TASK PROMPT: Copy every line in the stretch of records from the line containing "For every instance of the monitor" through the line containing "[[185, 12], [153, 62]]". Scale only the coordinates in the answers by multiplying each one by 0.45 and rounding it to a whole number (halves round up), and leave all other text, including the format sample coordinates, unchanged.

Image object location entries:
::::::

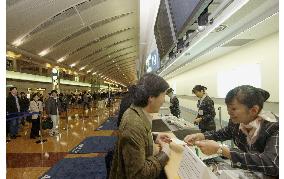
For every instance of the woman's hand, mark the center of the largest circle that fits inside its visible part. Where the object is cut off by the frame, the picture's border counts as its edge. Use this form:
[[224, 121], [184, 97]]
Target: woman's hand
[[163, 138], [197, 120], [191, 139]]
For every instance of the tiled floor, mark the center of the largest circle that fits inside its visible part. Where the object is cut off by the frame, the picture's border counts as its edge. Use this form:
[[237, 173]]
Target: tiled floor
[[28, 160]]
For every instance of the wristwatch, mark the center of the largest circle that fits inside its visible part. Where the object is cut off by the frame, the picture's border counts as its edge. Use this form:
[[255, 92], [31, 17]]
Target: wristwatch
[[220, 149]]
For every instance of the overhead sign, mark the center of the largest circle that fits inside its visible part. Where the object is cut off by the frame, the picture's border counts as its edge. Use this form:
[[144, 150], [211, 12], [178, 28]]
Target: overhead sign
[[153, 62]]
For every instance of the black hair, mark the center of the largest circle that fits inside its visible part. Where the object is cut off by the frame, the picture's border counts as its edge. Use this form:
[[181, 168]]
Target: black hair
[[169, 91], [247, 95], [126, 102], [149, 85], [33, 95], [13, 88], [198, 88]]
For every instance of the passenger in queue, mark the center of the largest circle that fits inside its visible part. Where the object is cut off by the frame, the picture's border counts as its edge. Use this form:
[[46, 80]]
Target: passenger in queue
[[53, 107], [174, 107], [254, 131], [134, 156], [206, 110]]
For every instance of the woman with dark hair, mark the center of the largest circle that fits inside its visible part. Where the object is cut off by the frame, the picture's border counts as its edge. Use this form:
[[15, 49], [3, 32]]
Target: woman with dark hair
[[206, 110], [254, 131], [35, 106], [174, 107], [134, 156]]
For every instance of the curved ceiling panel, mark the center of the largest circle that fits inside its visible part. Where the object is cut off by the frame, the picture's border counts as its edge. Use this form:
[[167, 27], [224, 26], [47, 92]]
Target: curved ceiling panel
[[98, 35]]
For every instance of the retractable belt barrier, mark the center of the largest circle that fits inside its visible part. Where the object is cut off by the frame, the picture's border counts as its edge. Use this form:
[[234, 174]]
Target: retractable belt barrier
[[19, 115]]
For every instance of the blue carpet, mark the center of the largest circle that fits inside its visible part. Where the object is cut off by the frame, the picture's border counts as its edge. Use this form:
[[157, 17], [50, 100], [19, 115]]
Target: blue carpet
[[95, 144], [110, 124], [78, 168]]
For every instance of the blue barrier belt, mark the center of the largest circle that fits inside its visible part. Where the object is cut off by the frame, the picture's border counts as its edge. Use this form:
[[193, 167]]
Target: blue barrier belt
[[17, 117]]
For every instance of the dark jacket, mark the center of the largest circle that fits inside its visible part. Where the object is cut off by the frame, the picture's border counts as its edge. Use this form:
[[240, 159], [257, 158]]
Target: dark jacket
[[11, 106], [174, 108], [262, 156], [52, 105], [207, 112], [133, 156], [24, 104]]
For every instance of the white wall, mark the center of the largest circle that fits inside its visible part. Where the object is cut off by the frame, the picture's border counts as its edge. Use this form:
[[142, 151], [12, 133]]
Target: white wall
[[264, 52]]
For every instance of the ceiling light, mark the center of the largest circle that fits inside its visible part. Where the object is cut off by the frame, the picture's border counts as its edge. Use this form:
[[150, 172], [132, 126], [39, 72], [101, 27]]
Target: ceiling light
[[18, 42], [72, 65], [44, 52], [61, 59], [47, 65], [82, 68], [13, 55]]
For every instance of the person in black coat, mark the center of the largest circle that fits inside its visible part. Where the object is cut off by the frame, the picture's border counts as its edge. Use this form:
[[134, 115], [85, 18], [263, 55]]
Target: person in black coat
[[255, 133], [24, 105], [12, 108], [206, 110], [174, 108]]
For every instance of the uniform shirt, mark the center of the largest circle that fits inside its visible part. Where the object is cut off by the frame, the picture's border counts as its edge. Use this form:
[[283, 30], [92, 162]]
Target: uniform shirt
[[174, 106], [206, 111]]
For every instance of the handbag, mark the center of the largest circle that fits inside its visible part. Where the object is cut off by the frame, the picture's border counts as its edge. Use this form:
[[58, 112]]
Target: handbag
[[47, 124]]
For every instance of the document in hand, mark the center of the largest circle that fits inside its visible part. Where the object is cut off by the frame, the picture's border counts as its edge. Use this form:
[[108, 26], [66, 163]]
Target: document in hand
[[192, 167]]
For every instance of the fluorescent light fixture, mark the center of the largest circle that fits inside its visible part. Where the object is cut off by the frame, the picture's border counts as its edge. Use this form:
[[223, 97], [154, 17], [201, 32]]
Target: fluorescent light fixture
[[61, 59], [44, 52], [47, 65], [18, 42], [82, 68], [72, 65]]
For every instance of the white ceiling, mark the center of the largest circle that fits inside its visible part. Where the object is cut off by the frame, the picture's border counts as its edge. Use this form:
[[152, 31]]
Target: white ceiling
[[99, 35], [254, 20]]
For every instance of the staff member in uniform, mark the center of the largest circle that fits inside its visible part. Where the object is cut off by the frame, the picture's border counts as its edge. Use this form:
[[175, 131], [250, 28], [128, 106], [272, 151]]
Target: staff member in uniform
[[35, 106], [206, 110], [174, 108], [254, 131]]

::::::

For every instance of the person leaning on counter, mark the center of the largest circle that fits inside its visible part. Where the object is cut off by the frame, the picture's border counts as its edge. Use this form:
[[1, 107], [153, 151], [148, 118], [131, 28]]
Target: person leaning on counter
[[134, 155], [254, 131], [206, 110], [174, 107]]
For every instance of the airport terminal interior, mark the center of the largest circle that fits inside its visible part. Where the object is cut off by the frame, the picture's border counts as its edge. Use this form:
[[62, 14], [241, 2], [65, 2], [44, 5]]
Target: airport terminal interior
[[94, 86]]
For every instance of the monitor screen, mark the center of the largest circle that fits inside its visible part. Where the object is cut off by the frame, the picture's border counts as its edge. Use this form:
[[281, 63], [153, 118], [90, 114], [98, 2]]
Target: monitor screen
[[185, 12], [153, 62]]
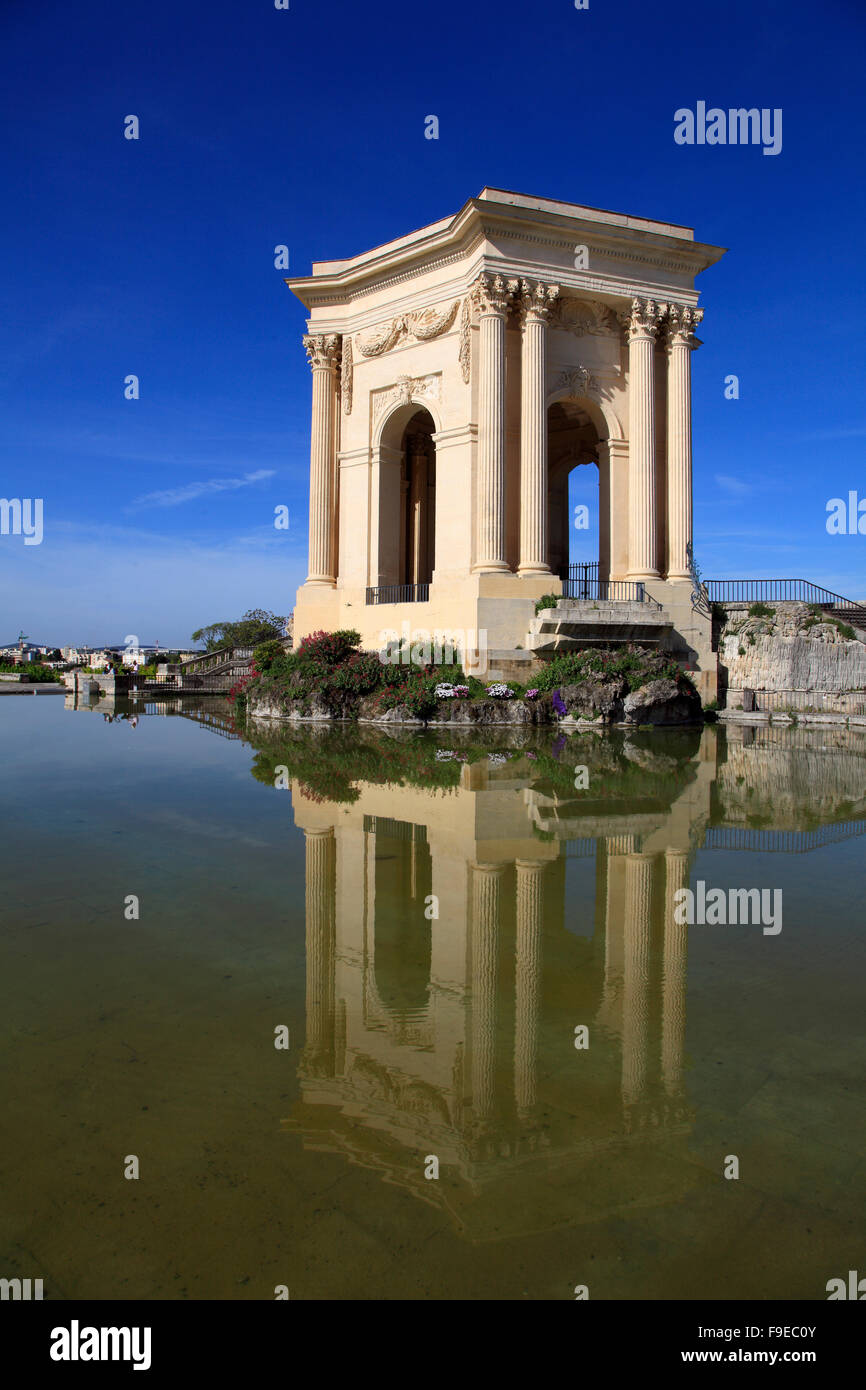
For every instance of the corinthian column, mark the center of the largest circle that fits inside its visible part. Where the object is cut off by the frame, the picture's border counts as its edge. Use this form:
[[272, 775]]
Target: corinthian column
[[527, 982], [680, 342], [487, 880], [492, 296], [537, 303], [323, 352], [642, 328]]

::::::

OUTPUT FOR THIS EXERCISE:
For every instance of the monitor screen, mark the center of the largest circle that fits inside its visible part. Where the object is cut off by the frame, the picture's border counts as its edge. Use this form:
[[281, 63], [153, 118], [90, 114], [98, 2]]
Target: monitor screen
[[83, 5], [69, 28]]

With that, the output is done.